═════ Supplied records ═════
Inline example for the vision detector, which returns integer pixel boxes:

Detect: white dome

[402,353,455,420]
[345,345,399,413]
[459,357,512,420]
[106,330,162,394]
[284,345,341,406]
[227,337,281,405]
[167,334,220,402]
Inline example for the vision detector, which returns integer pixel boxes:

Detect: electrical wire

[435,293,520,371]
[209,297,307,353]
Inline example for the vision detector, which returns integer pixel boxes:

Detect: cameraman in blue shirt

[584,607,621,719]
═════
═════ Supplied records ═════
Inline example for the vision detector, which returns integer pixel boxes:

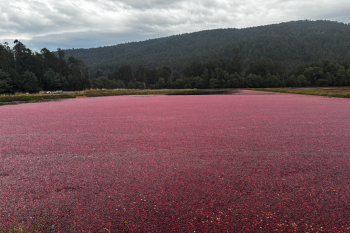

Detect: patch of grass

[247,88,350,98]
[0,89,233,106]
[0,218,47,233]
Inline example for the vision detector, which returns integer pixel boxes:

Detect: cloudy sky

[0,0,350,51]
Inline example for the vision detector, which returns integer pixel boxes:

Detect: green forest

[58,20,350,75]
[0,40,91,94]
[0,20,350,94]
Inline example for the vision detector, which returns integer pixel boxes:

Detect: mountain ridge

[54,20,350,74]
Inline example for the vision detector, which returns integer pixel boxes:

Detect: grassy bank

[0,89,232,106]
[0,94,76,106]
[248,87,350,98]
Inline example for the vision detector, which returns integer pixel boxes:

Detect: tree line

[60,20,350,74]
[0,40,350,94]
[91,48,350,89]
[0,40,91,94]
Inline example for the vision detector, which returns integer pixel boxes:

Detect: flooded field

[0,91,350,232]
═════
═════ Supplied records ═════
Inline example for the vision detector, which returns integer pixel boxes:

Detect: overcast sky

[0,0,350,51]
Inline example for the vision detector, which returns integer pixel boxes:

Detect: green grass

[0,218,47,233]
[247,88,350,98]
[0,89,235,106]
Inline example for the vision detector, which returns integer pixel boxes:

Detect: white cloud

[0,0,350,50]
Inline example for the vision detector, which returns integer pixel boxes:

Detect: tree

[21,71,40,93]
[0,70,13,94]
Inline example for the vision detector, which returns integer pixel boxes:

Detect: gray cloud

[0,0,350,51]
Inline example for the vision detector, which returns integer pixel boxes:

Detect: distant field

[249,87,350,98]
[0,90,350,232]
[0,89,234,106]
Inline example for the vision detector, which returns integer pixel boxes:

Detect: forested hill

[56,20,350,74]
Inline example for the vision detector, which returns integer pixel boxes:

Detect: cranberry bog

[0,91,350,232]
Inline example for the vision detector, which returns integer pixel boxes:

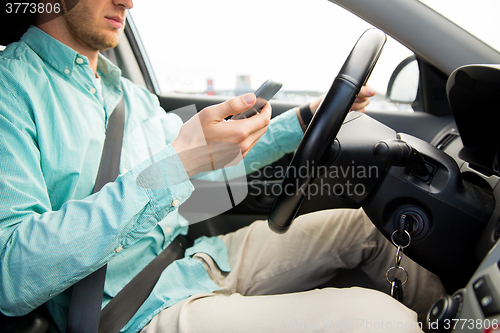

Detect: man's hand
═════
### Direction:
Gather every line of the records above that contains the word "green" and copy each one out. Case counts.

### Task output:
Detect: green forest
Detect: green grass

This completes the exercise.